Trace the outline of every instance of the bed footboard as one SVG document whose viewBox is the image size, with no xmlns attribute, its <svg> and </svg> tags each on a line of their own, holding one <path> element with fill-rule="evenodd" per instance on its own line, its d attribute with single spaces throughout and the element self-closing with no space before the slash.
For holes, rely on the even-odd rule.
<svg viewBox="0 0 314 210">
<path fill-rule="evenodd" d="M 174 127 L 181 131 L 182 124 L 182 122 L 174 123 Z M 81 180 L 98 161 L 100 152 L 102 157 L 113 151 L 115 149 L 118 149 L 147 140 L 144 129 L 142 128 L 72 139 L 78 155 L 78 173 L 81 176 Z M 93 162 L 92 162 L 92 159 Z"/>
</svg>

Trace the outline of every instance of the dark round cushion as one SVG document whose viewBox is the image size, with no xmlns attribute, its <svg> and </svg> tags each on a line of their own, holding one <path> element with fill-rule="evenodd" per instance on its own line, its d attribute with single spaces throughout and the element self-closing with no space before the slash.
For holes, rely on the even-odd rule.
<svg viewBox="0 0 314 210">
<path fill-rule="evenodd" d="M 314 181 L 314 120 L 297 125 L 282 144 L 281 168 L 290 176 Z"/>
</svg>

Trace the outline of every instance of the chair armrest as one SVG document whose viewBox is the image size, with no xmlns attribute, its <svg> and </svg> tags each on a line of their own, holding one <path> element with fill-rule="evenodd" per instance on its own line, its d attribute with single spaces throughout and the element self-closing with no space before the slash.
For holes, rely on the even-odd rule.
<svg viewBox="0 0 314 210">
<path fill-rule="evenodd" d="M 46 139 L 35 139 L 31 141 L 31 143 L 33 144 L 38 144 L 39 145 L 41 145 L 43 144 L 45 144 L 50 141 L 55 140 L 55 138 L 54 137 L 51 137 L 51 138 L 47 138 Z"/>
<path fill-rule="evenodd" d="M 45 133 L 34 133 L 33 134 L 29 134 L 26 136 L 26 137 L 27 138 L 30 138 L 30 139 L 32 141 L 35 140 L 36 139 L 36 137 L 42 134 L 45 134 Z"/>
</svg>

- - - - -

• [What you will do] Convert every line of the rows above into a numbered list, leaving out the blank lines.

• [Correct response]
1. Trace the outline of every instance of the bed footboard as one SVG document whose viewBox is the image size, with no xmlns attribute, its <svg> and </svg> tags each on a line of their own, holding one <path> element with fill-rule="evenodd" per instance on its own line, its d attribute with single spaces throughout and the element self-closing with no space before the slash.
2. For holes, rely on the even-odd rule.
3. <svg viewBox="0 0 314 210">
4. <path fill-rule="evenodd" d="M 174 127 L 181 131 L 182 124 L 182 122 L 174 123 Z M 81 180 L 98 161 L 100 152 L 102 157 L 113 151 L 115 149 L 118 149 L 147 140 L 144 129 L 142 128 L 72 139 L 78 155 L 78 173 L 81 176 Z M 93 162 L 92 162 L 92 159 Z"/>
5. </svg>
6. Trace the outline of every instance of the dark round cushion as one SVG document whose viewBox is the image size, with no xmlns attribute, its <svg> and </svg> tags each on a line of their own, holding one <path> element with fill-rule="evenodd" per instance on its own line, its d attribute with single spaces throughout and the element self-closing with no space before the slash.
7. For holes, rely on the even-odd rule.
8. <svg viewBox="0 0 314 210">
9. <path fill-rule="evenodd" d="M 314 181 L 314 120 L 297 125 L 282 144 L 281 168 L 290 176 Z"/>
10. </svg>
11. Trace the outline of every instance of the chair armrest as one SVG document whose viewBox is the image size, with no xmlns attribute, its <svg> and </svg> tags each on a line of their own, holding one <path> element with fill-rule="evenodd" per instance on its own line, its d attribute with single spaces throughout and the element self-closing with no space before the slash.
12. For holes, rely on the even-odd rule.
13. <svg viewBox="0 0 314 210">
14. <path fill-rule="evenodd" d="M 46 139 L 35 139 L 31 141 L 31 143 L 33 144 L 38 144 L 39 145 L 41 145 L 43 144 L 45 144 L 50 141 L 55 140 L 55 138 L 54 137 L 51 137 L 51 138 L 47 138 Z"/>
15. <path fill-rule="evenodd" d="M 45 133 L 34 133 L 33 134 L 29 134 L 26 136 L 26 137 L 27 138 L 30 138 L 30 139 L 32 141 L 35 140 L 36 139 L 36 137 L 42 134 L 45 134 Z"/>
16. </svg>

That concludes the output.